Requirements | Find every line in the items below that contains the word "each", and copy those lines in full.

>> Begin Exercise inputs

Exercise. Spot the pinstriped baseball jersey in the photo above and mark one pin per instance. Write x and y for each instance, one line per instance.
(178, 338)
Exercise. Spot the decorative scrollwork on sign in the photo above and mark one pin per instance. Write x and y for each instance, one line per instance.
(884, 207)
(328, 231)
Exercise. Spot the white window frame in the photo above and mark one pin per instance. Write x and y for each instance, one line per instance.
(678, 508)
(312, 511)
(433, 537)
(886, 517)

>> End Exercise inputs
>> Begin Exercise inputs

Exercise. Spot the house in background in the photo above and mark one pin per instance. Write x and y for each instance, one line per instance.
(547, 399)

>> End Exercise inputs

Output for this exercise |
Exercise. Spot the pinstriped baseball jersey in the photo above and mark one pin per instance. Write x and y for each instance, one line per instance.
Exercise. Spot the decorative scrollwork on sign in the photo above and mark one pin per instance. Write x and y for each instance, one line per instance.
Exercise. Spot the white window frame in the photo above and mark one pin per instance. Write x and y for each instance, one line per instance.
Exercise. Spot the house in background in the photo above and mark one pin per instance. Write x and y for each instance, one line per instance.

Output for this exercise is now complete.